### Work instructions
Copy the lines below word for word, in the same order.

====

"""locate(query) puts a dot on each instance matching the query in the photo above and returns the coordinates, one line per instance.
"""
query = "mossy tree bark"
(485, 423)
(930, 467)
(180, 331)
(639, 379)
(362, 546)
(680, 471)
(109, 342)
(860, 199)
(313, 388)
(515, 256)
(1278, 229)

====

### Full response
"""locate(query) puts a dot on each instance matching the query in the photo above and returns the coordinates, one line per instance.
"""
query = "mossy tree bark"
(485, 423)
(930, 467)
(180, 331)
(639, 379)
(362, 546)
(680, 471)
(109, 342)
(860, 199)
(313, 388)
(515, 256)
(1278, 229)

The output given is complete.